_STATED EXERCISE_.
Rewrite all of the entries below, replacing "UI grounding request" with "visual grounding request" and keeping everything else the same. Leave the pictures out.

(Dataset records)
· · ·
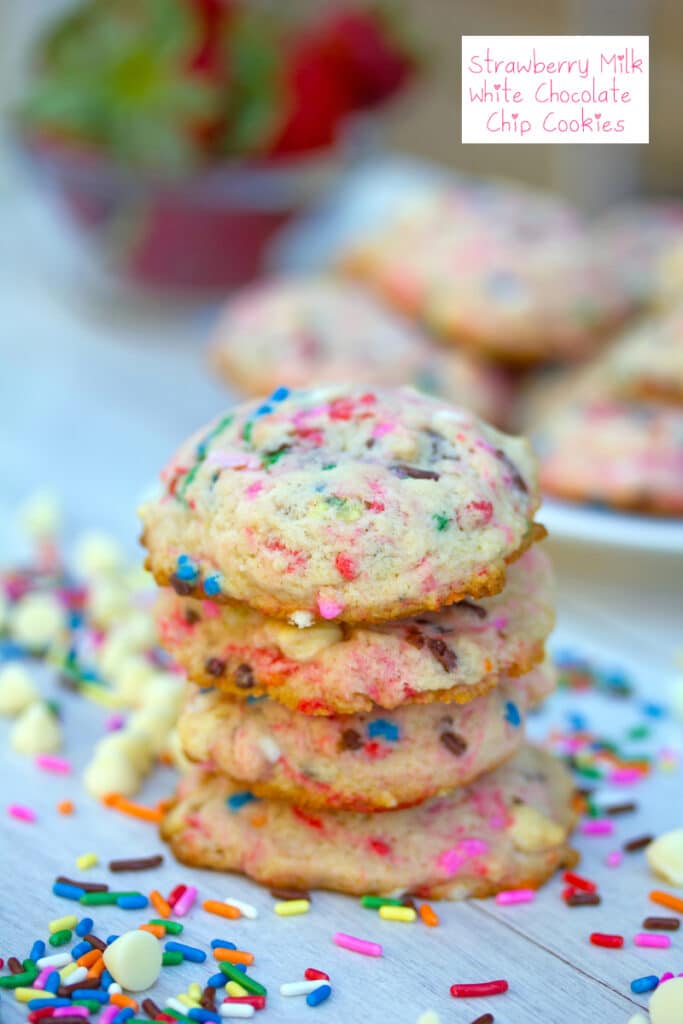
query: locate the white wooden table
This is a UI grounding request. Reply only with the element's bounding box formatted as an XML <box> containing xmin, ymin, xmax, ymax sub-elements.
<box><xmin>0</xmin><ymin>163</ymin><xmax>683</xmax><ymax>1024</ymax></box>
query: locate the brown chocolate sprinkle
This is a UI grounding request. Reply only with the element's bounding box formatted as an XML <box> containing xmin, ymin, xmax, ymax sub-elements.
<box><xmin>643</xmin><ymin>918</ymin><xmax>681</xmax><ymax>932</ymax></box>
<box><xmin>54</xmin><ymin>874</ymin><xmax>110</xmax><ymax>893</ymax></box>
<box><xmin>566</xmin><ymin>893</ymin><xmax>602</xmax><ymax>906</ymax></box>
<box><xmin>438</xmin><ymin>730</ymin><xmax>467</xmax><ymax>758</ymax></box>
<box><xmin>234</xmin><ymin>665</ymin><xmax>256</xmax><ymax>690</ymax></box>
<box><xmin>339</xmin><ymin>729</ymin><xmax>362</xmax><ymax>751</ymax></box>
<box><xmin>110</xmin><ymin>853</ymin><xmax>164</xmax><ymax>871</ymax></box>
<box><xmin>390</xmin><ymin>462</ymin><xmax>440</xmax><ymax>480</ymax></box>
<box><xmin>142</xmin><ymin>988</ymin><xmax>162</xmax><ymax>1020</ymax></box>
<box><xmin>622</xmin><ymin>836</ymin><xmax>654</xmax><ymax>853</ymax></box>
<box><xmin>270</xmin><ymin>888</ymin><xmax>310</xmax><ymax>900</ymax></box>
<box><xmin>427</xmin><ymin>637</ymin><xmax>458</xmax><ymax>672</ymax></box>
<box><xmin>604</xmin><ymin>801</ymin><xmax>638</xmax><ymax>815</ymax></box>
<box><xmin>170</xmin><ymin>575</ymin><xmax>193</xmax><ymax>597</ymax></box>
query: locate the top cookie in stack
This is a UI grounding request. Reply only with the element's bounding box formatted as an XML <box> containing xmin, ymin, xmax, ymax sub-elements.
<box><xmin>141</xmin><ymin>385</ymin><xmax>543</xmax><ymax>627</ymax></box>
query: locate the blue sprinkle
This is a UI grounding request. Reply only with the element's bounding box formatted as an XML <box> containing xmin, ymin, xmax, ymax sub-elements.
<box><xmin>175</xmin><ymin>555</ymin><xmax>200</xmax><ymax>583</ymax></box>
<box><xmin>368</xmin><ymin>718</ymin><xmax>400</xmax><ymax>743</ymax></box>
<box><xmin>306</xmin><ymin>985</ymin><xmax>332</xmax><ymax>1007</ymax></box>
<box><xmin>505</xmin><ymin>700</ymin><xmax>522</xmax><ymax>728</ymax></box>
<box><xmin>231</xmin><ymin>790</ymin><xmax>256</xmax><ymax>811</ymax></box>
<box><xmin>204</xmin><ymin>573</ymin><xmax>220</xmax><ymax>597</ymax></box>
<box><xmin>116</xmin><ymin>893</ymin><xmax>150</xmax><ymax>910</ymax></box>
<box><xmin>631</xmin><ymin>974</ymin><xmax>659</xmax><ymax>992</ymax></box>
<box><xmin>112</xmin><ymin>1007</ymin><xmax>134</xmax><ymax>1024</ymax></box>
<box><xmin>52</xmin><ymin>882</ymin><xmax>85</xmax><ymax>899</ymax></box>
<box><xmin>164</xmin><ymin>939</ymin><xmax>206</xmax><ymax>964</ymax></box>
<box><xmin>29</xmin><ymin>939</ymin><xmax>45</xmax><ymax>959</ymax></box>
<box><xmin>71</xmin><ymin>988</ymin><xmax>108</xmax><ymax>1003</ymax></box>
<box><xmin>71</xmin><ymin>942</ymin><xmax>92</xmax><ymax>959</ymax></box>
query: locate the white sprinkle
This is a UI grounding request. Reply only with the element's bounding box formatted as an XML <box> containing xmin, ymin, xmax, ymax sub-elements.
<box><xmin>218</xmin><ymin>1002</ymin><xmax>254</xmax><ymax>1020</ymax></box>
<box><xmin>36</xmin><ymin>953</ymin><xmax>74</xmax><ymax>971</ymax></box>
<box><xmin>223</xmin><ymin>896</ymin><xmax>258</xmax><ymax>921</ymax></box>
<box><xmin>258</xmin><ymin>736</ymin><xmax>281</xmax><ymax>764</ymax></box>
<box><xmin>280</xmin><ymin>978</ymin><xmax>329</xmax><ymax>995</ymax></box>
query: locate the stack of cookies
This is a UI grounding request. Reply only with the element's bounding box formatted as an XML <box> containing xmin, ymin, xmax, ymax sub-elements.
<box><xmin>141</xmin><ymin>385</ymin><xmax>573</xmax><ymax>897</ymax></box>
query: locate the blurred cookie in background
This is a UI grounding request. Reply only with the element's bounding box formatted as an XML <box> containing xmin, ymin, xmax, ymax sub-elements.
<box><xmin>593</xmin><ymin>200</ymin><xmax>683</xmax><ymax>309</ymax></box>
<box><xmin>340</xmin><ymin>182</ymin><xmax>634</xmax><ymax>367</ymax></box>
<box><xmin>211</xmin><ymin>276</ymin><xmax>512</xmax><ymax>424</ymax></box>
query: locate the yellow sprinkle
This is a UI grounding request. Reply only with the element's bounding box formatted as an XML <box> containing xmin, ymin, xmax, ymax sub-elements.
· · ·
_FULL SOLUTION_.
query: locate the white wooden table
This is a visual grounding request. Reply only with the element's bounding box formatted as an XML <box> containing xmin, ymin, xmax, ymax sub-elements.
<box><xmin>0</xmin><ymin>163</ymin><xmax>683</xmax><ymax>1024</ymax></box>
query: locate the brown chocolate sprinkle
This is a visual grounding request. Reply only with the element's bounding box formatted as an XML <box> containing xmin, ymin, xmax, ymax sub-elements.
<box><xmin>643</xmin><ymin>918</ymin><xmax>681</xmax><ymax>932</ymax></box>
<box><xmin>54</xmin><ymin>874</ymin><xmax>110</xmax><ymax>893</ymax></box>
<box><xmin>566</xmin><ymin>893</ymin><xmax>602</xmax><ymax>906</ymax></box>
<box><xmin>438</xmin><ymin>730</ymin><xmax>467</xmax><ymax>758</ymax></box>
<box><xmin>234</xmin><ymin>665</ymin><xmax>256</xmax><ymax>690</ymax></box>
<box><xmin>339</xmin><ymin>729</ymin><xmax>362</xmax><ymax>751</ymax></box>
<box><xmin>110</xmin><ymin>853</ymin><xmax>164</xmax><ymax>871</ymax></box>
<box><xmin>390</xmin><ymin>462</ymin><xmax>440</xmax><ymax>480</ymax></box>
<box><xmin>142</xmin><ymin>988</ymin><xmax>162</xmax><ymax>1020</ymax></box>
<box><xmin>622</xmin><ymin>836</ymin><xmax>654</xmax><ymax>853</ymax></box>
<box><xmin>270</xmin><ymin>888</ymin><xmax>310</xmax><ymax>900</ymax></box>
<box><xmin>427</xmin><ymin>637</ymin><xmax>458</xmax><ymax>672</ymax></box>
<box><xmin>604</xmin><ymin>801</ymin><xmax>638</xmax><ymax>815</ymax></box>
<box><xmin>170</xmin><ymin>575</ymin><xmax>193</xmax><ymax>597</ymax></box>
query: locate the top cookie in stack
This is a visual grounding request. Reply only with the element's bounding box formatted as an XML <box> containing xmin, ymin, xmax, ymax sub-elements.
<box><xmin>141</xmin><ymin>385</ymin><xmax>543</xmax><ymax>627</ymax></box>
query: locate the blue sprinkle
This is a visual grounding request. Reply only with the element's bounding box formatted as an XML <box> containing xmin, ymin, xmax, ymax sub-elements.
<box><xmin>175</xmin><ymin>555</ymin><xmax>200</xmax><ymax>583</ymax></box>
<box><xmin>368</xmin><ymin>718</ymin><xmax>400</xmax><ymax>743</ymax></box>
<box><xmin>306</xmin><ymin>985</ymin><xmax>332</xmax><ymax>1007</ymax></box>
<box><xmin>505</xmin><ymin>700</ymin><xmax>522</xmax><ymax>728</ymax></box>
<box><xmin>231</xmin><ymin>790</ymin><xmax>256</xmax><ymax>811</ymax></box>
<box><xmin>204</xmin><ymin>573</ymin><xmax>220</xmax><ymax>597</ymax></box>
<box><xmin>116</xmin><ymin>893</ymin><xmax>150</xmax><ymax>910</ymax></box>
<box><xmin>631</xmin><ymin>974</ymin><xmax>659</xmax><ymax>992</ymax></box>
<box><xmin>112</xmin><ymin>1007</ymin><xmax>134</xmax><ymax>1024</ymax></box>
<box><xmin>52</xmin><ymin>882</ymin><xmax>85</xmax><ymax>899</ymax></box>
<box><xmin>164</xmin><ymin>939</ymin><xmax>206</xmax><ymax>964</ymax></box>
<box><xmin>29</xmin><ymin>939</ymin><xmax>45</xmax><ymax>959</ymax></box>
<box><xmin>71</xmin><ymin>988</ymin><xmax>108</xmax><ymax>1003</ymax></box>
<box><xmin>71</xmin><ymin>942</ymin><xmax>92</xmax><ymax>959</ymax></box>
query: locate the white sprinkle
This is a visual grounding request. Reply only with the element's bounding box formatted as an XML <box> containing xmin, ymin, xmax, ymax sub-elements.
<box><xmin>218</xmin><ymin>1002</ymin><xmax>254</xmax><ymax>1020</ymax></box>
<box><xmin>36</xmin><ymin>953</ymin><xmax>74</xmax><ymax>971</ymax></box>
<box><xmin>223</xmin><ymin>896</ymin><xmax>258</xmax><ymax>921</ymax></box>
<box><xmin>258</xmin><ymin>736</ymin><xmax>281</xmax><ymax>764</ymax></box>
<box><xmin>280</xmin><ymin>978</ymin><xmax>329</xmax><ymax>995</ymax></box>
query: locate the stack of cookies
This is a visual grounding request. Reply only with the element's bounding box formatted as an XML <box> containing xmin, ymin, xmax, ymax sub-elements.
<box><xmin>141</xmin><ymin>385</ymin><xmax>573</xmax><ymax>897</ymax></box>
query: locate the blurred cookie in background
This is a visual grounding request. Reply only with the element's bounding box formatted as an XML <box> containing xmin, ymin, xmax, ymax sub-elements.
<box><xmin>593</xmin><ymin>200</ymin><xmax>683</xmax><ymax>309</ymax></box>
<box><xmin>340</xmin><ymin>182</ymin><xmax>634</xmax><ymax>367</ymax></box>
<box><xmin>211</xmin><ymin>276</ymin><xmax>512</xmax><ymax>424</ymax></box>
query: locate the yellow sprinkle
This is a visual grounding request. Reply only with the element's bounding box formatted as an XML <box> containing xmin, ymin, xmax, ymax sub-elements.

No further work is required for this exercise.